Passage given>
## START

Slight Side is a fell in the English Lake District it stands 25 kilometres east southeast of the town of Whitehaven and reaches a height of 762 m (2,499 ft). Slight Side lies at the south western edge of the Scafell Massif, a four-kilometre-long crescent of high ground which includes the highest ground in England. The fells names derives from the Old Norse language and means "The mountain shieling with the level pastures", it is a combination of the Norse words "sletta" and "saetr". With a shieling meaning a shepherds hut or a mountain pasture used in the summer.

Topography
When viewed from the valley of Eskdale the fell is seen as a distinct peak but in reality it is just the terminal point on Scafell’s southern ridge before it descends steeply to Eskdale. It only has 14 metres of topographic prominence between itself and Scafell (the col is at 748 metres) and therefore narrowly fails to qualify as a Nuttall  hill or a Hewitt and it is left to Alfred Wainwright to give Slight Side the status of a separate fell in his Pictorial Guide to the Lakeland Fells.

Slight Side is steep and craggy on all sides except to the north where the ridge runs to Scafell. The eastern flank falls to the valley of the infant River Esk while the slopes to the west descend across Eskdale Fell towards Burnmoor Tarn. Horn Crag stands to the south of the summit overlooking Eskdale. Just under a kilometre to the north past the 748m col is Long Green which is the summit of Cam Spout crags. When viewed from a distance (see picture) or even when walking, Long Green can be mistaken for the summit of Slight Side. Cam Spout Crag is a rock climbing location, although not a particularly busy one, with 12 climbs including Cam Spout Buttress and Eskdale Grooves.

## END

Exercise A>
Quote the listing from the line containing "Return the segmentation of every instance of the <item>white and" through the end of the listing, both ends included, and leave out any pictures.
The listing that follows has no connection to the passage about Slight Side.

Dataset rows>
## START

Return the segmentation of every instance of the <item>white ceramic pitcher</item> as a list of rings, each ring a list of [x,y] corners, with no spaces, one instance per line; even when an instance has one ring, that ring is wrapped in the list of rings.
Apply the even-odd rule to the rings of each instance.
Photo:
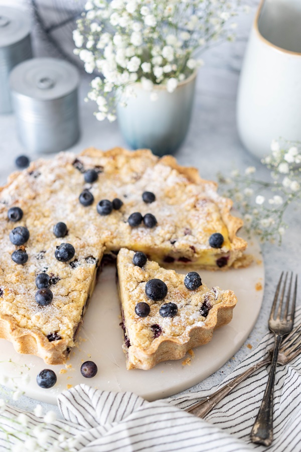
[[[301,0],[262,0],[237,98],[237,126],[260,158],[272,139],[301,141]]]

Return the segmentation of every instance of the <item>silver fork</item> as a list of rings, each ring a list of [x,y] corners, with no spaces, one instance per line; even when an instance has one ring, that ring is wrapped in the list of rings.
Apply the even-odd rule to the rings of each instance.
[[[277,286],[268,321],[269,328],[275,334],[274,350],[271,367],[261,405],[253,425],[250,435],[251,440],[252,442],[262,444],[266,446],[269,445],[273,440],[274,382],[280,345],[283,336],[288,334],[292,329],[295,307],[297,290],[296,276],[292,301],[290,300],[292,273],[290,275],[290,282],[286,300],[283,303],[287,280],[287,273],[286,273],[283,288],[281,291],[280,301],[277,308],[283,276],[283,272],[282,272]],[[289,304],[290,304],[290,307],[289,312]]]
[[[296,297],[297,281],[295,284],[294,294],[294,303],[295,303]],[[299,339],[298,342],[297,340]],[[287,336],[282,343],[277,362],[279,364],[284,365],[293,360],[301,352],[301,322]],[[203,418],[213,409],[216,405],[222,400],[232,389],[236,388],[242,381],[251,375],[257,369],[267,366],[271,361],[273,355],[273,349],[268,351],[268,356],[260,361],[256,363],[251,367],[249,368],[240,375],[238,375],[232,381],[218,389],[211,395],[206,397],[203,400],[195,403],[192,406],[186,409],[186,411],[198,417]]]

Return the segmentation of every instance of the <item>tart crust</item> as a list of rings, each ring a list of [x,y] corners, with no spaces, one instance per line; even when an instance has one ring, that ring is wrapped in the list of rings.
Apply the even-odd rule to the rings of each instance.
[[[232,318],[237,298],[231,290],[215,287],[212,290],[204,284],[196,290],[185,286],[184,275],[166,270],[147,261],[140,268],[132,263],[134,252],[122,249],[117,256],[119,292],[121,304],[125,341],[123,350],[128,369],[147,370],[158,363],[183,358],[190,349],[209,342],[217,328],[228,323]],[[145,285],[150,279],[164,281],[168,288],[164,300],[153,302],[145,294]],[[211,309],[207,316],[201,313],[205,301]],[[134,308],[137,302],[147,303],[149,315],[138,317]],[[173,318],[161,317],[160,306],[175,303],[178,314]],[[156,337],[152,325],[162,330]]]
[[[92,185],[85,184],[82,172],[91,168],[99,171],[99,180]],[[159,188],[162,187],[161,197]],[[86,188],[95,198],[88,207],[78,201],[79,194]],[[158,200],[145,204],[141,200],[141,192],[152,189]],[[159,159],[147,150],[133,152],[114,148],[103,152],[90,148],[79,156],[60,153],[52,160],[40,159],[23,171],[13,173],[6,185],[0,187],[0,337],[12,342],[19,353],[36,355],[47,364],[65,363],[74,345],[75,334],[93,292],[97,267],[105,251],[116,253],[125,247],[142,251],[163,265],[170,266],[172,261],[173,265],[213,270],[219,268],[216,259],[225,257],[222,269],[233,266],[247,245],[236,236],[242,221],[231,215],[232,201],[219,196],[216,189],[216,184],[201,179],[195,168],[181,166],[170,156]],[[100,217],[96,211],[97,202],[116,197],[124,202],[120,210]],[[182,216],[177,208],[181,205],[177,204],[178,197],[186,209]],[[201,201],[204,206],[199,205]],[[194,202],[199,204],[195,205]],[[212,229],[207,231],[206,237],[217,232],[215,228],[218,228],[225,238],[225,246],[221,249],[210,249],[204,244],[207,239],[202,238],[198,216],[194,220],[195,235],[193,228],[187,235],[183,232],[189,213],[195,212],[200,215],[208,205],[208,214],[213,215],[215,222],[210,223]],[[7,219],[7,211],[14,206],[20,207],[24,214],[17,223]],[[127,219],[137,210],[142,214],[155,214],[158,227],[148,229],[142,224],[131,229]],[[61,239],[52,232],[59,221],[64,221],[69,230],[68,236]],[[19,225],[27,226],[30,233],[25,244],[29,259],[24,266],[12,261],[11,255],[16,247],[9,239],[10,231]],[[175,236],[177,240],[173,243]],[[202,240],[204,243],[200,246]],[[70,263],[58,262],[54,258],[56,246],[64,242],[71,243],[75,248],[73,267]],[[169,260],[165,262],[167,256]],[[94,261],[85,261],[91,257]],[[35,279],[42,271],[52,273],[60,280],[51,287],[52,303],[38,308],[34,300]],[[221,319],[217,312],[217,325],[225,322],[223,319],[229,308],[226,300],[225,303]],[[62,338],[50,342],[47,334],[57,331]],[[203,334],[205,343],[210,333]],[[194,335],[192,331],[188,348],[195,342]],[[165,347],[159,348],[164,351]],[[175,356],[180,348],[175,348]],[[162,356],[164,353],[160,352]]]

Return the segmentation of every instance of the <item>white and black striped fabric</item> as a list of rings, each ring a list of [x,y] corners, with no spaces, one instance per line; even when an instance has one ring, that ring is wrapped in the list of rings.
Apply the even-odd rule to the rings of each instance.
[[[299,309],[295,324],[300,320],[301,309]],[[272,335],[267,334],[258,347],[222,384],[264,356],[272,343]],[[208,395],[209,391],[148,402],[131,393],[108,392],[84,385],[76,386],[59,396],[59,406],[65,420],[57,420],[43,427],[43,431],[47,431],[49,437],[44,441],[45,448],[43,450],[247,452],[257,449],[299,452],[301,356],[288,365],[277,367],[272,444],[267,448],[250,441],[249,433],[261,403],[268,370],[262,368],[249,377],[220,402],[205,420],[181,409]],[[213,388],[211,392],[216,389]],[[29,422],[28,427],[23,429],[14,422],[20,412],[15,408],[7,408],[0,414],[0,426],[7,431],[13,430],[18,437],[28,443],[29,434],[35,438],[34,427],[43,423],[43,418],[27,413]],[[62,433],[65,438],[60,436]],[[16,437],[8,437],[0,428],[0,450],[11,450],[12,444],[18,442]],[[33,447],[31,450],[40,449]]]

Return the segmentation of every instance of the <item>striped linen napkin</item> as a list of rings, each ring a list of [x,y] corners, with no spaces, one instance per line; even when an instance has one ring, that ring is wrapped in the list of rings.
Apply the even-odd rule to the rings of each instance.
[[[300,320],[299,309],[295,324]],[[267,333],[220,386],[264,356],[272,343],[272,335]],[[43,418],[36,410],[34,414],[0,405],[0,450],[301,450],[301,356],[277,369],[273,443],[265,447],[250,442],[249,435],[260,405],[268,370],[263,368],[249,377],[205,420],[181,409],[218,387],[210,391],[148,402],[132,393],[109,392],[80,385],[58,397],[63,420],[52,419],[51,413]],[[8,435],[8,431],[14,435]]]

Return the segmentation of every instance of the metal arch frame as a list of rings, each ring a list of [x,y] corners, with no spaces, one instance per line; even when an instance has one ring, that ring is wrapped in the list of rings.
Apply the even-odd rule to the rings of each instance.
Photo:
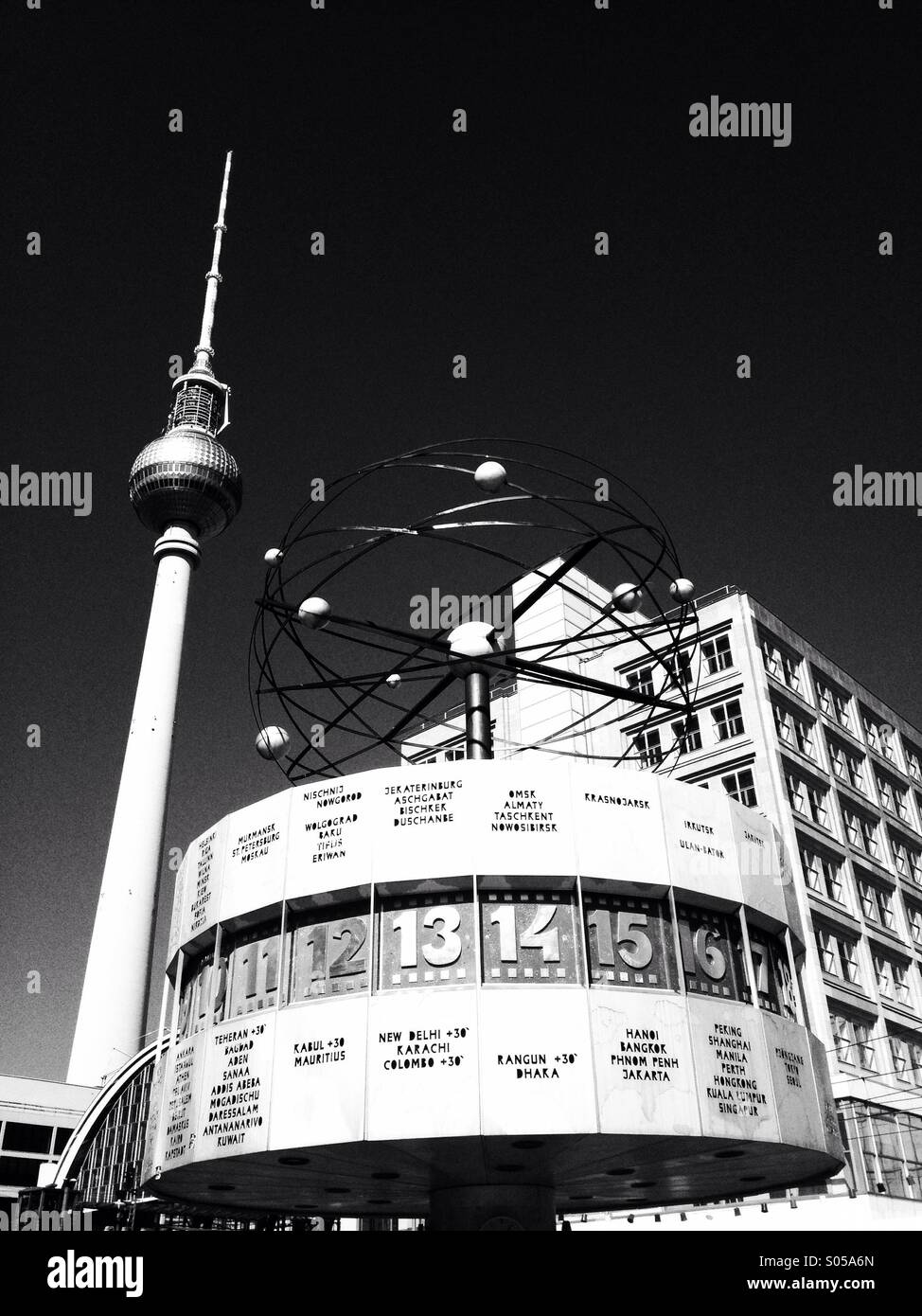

## END

Exercise B>
Print the entire passage about Slight Side without changing a word.

Correct output A>
Return the segmentation of every instance of the <item>white and black striped fabric</item> as a list of rings, each ring a list of [x,y] corners, with no spaces, one instance per line; even when an instance has one ring, that ring is wrapped in the list of rings.
Apply the even-odd rule to the rings of each instance.
[[[299,309],[295,324],[300,320],[301,309]],[[272,335],[267,334],[258,347],[222,384],[264,356],[272,343]],[[208,395],[209,391],[148,402],[131,393],[108,392],[84,385],[76,386],[59,396],[59,406],[65,420],[57,420],[43,427],[43,431],[47,431],[49,437],[44,441],[45,448],[43,450],[247,452],[257,449],[299,452],[301,356],[288,365],[277,367],[272,444],[267,448],[250,441],[249,433],[261,403],[268,370],[262,368],[249,377],[220,402],[205,420],[181,409]],[[213,388],[211,392],[216,389]],[[29,422],[28,427],[23,429],[14,422],[20,412],[15,408],[7,408],[0,414],[0,426],[7,431],[13,430],[18,437],[28,443],[29,434],[35,438],[34,427],[43,423],[43,418],[27,413]],[[62,433],[65,438],[60,436]],[[16,437],[8,437],[0,428],[0,450],[11,450],[12,444],[18,442]],[[33,447],[31,450],[40,449]]]

Return the segmentation of every instance of the <item>striped linen napkin</item> as a list of rings, each ring a list of [x,y] corners, with no spaces, one instance per line; even when an instance has one ring, that ring is wrapped in the list of rings.
Apply the even-odd rule to the rings of each instance.
[[[300,320],[299,309],[295,324]],[[267,333],[220,386],[264,356],[272,343],[272,335]],[[43,418],[36,410],[34,414],[0,405],[0,450],[301,450],[301,356],[277,369],[273,443],[265,447],[250,442],[249,435],[260,405],[268,370],[263,368],[249,377],[205,420],[181,409],[218,387],[210,391],[148,402],[132,393],[109,392],[80,385],[58,397],[63,420],[52,419],[51,413]],[[8,435],[8,431],[14,435]]]

Return the segmentation of every instance of the metal arch frame as a list of rings, each ring a list of [x,y] corners, with no spaces, one instance per line; even when an instance has one ring, that ring is wrapped in the list of rings.
Apply the even-odd rule to the rings of each instance.
Photo:

Correct output B>
Slight Side is a fell in the English Lake District it stands 25 kilometres east southeast of the town of Whitehaven and reaches a height of 762 m (2,499 ft). Slight Side lies at the south western edge of the Scafell Massif, a four-kilometre-long crescent of high ground which includes the highest ground in England. The fells names derives from the Old Norse language and means "The mountain shieling with the level pastures", it is a combination of the Norse words "sletta" and "saetr". With a shieling meaning a shepherds hut or a mountain pasture used in the summer.

Topography
When viewed from the valley of Eskdale the fell is seen as a distinct peak but in reality it is just the terminal point on Scafell’s southern ridge before it descends steeply to Eskdale. It only has 14 metres of topographic prominence between itself and Scafell (the col is at 748 metres) and therefore narrowly fails to qualify as a Nuttall  hill or a Hewitt and it is left to Alfred Wainwright to give Slight Side the status of a separate fell in his Pictorial Guide to the Lakeland Fells.

Slight Side is steep and craggy on all sides except to the north where the ridge runs to Scafell. The eastern flank falls to the valley of the infant River Esk while the slopes to the west descend across Eskdale Fell towards Burnmoor Tarn. Horn Crag stands to the south of the summit overlooking Eskdale. Just under a kilometre to the north past the 748m col is Long Green which is the summit of Cam Spout crags. When viewed from a distance (see picture) or even when walking, Long Green can be mistaken for the summit of Slight Side. Cam Spout Crag is a rock climbing location, although not a particularly busy one, with 12 climbs including Cam Spout Buttress and Eskdale Grooves.